▶ [Work to complete]: Nothing other than the lines from the one containing "Question. Identify the coaster" through the close of the entries below should be printed, each exactly.

--- Start of Entries shown ---

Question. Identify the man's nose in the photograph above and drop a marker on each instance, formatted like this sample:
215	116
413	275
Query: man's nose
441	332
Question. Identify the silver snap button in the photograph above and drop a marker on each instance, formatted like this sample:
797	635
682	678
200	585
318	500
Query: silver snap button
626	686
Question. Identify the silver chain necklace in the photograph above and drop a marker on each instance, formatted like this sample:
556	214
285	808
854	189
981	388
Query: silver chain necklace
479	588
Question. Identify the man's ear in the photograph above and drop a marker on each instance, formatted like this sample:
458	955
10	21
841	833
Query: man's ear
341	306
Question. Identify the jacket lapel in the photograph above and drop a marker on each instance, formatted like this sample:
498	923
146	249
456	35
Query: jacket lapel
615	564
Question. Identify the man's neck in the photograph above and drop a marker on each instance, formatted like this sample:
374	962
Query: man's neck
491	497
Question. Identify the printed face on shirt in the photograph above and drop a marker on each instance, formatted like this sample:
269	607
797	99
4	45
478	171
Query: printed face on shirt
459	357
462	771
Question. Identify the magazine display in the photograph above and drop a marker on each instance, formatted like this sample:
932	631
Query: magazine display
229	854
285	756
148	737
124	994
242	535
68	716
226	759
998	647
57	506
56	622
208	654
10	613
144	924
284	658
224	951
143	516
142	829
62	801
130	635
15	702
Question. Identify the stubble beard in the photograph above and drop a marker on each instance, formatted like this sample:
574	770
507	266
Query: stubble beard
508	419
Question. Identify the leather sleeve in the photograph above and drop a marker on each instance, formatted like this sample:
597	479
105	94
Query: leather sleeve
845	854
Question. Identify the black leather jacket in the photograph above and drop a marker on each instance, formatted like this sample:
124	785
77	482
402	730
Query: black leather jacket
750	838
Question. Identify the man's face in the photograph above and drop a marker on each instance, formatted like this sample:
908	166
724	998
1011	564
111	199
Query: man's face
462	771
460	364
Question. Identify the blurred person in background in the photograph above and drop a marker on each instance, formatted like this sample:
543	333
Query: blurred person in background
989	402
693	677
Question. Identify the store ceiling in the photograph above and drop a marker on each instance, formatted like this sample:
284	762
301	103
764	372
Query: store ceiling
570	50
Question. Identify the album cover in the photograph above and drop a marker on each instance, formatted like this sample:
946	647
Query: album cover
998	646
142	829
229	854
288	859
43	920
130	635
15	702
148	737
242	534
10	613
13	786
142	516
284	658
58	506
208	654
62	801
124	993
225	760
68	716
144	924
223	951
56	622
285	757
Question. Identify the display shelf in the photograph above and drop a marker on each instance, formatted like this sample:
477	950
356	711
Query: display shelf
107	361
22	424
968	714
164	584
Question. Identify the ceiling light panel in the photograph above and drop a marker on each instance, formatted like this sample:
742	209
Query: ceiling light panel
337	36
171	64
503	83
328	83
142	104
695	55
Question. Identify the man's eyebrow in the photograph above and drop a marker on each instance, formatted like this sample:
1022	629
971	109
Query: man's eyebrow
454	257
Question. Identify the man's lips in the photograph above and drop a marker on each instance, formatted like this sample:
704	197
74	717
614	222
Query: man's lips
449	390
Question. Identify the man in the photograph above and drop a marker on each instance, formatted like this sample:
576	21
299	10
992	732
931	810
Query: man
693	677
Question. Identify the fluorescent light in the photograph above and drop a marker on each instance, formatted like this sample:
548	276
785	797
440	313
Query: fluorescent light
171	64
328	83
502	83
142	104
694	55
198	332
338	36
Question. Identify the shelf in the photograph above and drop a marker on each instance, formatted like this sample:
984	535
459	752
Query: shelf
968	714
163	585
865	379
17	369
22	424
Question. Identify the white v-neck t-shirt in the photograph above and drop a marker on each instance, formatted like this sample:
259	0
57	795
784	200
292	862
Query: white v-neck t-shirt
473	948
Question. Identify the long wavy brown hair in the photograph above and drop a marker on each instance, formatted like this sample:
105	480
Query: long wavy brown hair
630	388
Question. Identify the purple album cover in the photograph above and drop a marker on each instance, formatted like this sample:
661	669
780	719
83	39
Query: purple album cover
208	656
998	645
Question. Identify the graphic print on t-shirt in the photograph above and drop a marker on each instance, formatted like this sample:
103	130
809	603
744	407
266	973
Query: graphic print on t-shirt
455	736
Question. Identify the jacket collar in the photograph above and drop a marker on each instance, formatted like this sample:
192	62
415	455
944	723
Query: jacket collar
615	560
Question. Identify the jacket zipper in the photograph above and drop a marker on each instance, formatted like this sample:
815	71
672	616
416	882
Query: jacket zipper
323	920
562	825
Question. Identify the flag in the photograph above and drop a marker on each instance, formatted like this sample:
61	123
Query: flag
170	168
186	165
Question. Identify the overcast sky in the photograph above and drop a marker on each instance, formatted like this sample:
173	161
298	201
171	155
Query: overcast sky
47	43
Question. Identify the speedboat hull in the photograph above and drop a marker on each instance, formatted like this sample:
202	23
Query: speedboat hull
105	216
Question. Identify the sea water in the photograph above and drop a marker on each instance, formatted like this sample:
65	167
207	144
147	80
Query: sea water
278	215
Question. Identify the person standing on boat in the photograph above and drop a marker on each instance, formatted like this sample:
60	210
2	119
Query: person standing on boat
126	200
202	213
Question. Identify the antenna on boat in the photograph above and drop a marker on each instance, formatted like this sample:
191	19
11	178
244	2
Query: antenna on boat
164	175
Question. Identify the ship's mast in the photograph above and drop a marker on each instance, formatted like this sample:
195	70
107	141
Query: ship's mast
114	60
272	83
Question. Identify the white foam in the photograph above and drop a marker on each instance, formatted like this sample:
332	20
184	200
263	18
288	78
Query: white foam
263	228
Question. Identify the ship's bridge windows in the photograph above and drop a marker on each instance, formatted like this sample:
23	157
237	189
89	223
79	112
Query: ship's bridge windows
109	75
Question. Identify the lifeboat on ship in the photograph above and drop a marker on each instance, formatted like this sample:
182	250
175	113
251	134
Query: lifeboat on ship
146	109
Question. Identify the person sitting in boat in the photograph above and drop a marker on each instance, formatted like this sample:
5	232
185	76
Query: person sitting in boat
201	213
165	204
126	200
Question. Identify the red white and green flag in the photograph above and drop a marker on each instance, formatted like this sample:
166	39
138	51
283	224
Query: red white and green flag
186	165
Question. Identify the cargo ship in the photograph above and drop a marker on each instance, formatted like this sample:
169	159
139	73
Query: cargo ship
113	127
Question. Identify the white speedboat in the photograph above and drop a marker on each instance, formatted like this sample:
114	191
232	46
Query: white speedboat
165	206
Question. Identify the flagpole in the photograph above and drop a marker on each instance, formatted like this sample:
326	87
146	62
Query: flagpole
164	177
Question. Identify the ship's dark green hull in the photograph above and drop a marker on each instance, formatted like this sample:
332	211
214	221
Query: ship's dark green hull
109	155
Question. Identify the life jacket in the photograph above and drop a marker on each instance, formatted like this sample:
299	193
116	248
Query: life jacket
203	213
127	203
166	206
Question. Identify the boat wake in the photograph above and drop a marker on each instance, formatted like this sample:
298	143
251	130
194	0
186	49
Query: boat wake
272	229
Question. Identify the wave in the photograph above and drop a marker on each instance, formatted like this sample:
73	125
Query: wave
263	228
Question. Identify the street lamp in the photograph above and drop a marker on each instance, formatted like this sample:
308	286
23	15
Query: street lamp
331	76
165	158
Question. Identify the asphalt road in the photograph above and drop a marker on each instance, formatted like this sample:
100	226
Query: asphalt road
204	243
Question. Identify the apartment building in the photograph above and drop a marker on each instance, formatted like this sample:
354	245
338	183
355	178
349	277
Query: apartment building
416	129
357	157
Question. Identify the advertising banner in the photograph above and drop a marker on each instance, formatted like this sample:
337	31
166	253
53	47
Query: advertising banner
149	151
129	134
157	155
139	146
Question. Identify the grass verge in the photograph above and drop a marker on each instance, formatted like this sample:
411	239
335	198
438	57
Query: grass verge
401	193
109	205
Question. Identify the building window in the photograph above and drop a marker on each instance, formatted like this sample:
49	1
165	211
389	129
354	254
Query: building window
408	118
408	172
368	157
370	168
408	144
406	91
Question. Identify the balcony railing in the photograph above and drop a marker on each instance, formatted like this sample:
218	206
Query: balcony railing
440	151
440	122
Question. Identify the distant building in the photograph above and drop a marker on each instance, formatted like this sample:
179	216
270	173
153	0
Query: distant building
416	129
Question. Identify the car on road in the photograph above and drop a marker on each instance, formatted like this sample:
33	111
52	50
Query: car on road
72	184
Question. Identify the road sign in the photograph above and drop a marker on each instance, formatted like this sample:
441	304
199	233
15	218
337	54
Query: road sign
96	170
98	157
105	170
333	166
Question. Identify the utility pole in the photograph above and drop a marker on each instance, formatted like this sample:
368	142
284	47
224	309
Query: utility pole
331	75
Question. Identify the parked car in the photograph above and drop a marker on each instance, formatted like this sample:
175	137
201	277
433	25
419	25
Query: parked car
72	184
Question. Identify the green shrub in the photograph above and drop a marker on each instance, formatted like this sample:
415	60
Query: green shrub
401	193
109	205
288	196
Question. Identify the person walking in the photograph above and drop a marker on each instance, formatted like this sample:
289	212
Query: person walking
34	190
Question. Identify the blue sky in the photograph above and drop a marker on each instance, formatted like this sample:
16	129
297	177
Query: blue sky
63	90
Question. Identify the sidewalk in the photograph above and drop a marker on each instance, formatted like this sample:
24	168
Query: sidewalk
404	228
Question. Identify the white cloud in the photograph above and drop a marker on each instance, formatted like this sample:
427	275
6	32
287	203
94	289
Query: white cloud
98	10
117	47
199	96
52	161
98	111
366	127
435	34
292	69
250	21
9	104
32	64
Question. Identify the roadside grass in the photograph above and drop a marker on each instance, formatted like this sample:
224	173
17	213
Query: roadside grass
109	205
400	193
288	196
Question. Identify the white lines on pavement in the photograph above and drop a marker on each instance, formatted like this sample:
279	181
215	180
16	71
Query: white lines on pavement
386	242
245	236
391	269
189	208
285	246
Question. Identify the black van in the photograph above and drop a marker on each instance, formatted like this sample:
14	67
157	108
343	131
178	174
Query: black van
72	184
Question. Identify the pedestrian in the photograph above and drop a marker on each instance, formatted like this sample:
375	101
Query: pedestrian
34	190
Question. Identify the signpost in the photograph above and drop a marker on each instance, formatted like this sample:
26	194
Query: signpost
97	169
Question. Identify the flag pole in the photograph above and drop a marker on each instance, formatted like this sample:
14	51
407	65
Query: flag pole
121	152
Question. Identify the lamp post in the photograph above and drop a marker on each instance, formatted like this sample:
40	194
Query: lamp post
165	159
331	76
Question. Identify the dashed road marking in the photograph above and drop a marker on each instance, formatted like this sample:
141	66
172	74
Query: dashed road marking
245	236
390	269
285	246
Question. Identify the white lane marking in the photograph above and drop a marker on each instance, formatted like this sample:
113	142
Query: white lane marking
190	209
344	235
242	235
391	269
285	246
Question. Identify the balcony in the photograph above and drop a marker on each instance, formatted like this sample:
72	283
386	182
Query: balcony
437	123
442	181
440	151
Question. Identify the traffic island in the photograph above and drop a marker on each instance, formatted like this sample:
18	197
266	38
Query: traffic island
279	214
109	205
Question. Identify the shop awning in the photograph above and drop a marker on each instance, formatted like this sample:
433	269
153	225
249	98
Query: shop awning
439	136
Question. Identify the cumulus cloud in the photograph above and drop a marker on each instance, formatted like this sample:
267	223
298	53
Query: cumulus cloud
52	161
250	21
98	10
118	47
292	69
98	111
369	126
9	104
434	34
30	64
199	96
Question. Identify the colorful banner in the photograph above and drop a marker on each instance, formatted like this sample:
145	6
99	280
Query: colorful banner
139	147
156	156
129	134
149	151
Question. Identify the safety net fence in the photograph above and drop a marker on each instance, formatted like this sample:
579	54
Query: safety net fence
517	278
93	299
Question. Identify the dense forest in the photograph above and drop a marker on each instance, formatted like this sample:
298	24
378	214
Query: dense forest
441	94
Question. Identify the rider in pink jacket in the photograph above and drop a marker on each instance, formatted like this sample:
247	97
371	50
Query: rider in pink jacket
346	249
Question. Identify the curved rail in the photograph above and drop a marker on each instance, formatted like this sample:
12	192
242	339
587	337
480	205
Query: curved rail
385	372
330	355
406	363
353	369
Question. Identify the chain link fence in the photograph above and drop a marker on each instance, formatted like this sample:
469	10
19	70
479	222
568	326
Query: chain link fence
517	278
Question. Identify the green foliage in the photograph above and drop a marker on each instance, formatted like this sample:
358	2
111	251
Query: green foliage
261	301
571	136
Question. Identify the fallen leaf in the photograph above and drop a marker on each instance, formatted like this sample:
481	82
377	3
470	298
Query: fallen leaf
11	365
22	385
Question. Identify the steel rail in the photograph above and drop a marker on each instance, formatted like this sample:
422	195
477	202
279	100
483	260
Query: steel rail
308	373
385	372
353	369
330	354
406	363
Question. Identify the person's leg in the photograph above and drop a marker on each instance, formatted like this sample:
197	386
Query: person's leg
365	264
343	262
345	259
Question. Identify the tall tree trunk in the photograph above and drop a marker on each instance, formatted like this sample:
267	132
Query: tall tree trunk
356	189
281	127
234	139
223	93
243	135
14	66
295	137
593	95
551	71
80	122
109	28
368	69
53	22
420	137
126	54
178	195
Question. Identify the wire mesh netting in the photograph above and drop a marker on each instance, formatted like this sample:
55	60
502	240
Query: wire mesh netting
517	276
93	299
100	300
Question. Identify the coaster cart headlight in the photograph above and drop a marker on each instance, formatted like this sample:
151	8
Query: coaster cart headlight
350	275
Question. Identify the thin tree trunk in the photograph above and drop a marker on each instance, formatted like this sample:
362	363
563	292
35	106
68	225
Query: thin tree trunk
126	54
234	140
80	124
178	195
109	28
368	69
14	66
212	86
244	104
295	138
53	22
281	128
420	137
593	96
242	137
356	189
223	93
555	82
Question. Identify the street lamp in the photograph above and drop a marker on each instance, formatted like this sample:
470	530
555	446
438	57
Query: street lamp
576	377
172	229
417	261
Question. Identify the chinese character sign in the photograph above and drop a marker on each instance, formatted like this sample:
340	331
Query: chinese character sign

--- End of Entries shown ---

▶ [Reply]:
Question. Identify the coaster cart headlight in the photograph above and drop a marker on each instance, formatted like this sample:
151	8
Query: coaster cart headlight
350	275
Question. Identify the thin tree trunk in the photograph above and drop a marker on each instance, formatted like this sample:
362	363
563	292
35	106
68	225
Query: thin tree trunk
126	54
234	140
80	124
178	195
109	28
368	69
14	66
212	86
244	104
295	138
53	22
281	128
420	137
593	96
242	137
356	189
223	93
555	82
Question. Identify the street lamp in the photograph above and drop a marker on each instance, formatted like this sample:
470	530
555	446
438	57
Query: street lamp
576	377
172	229
417	261
Question. Identify the chinese character sign in the photograph above and drop a marker on each instance, formatted like this sample:
340	331
Query: chinese character sign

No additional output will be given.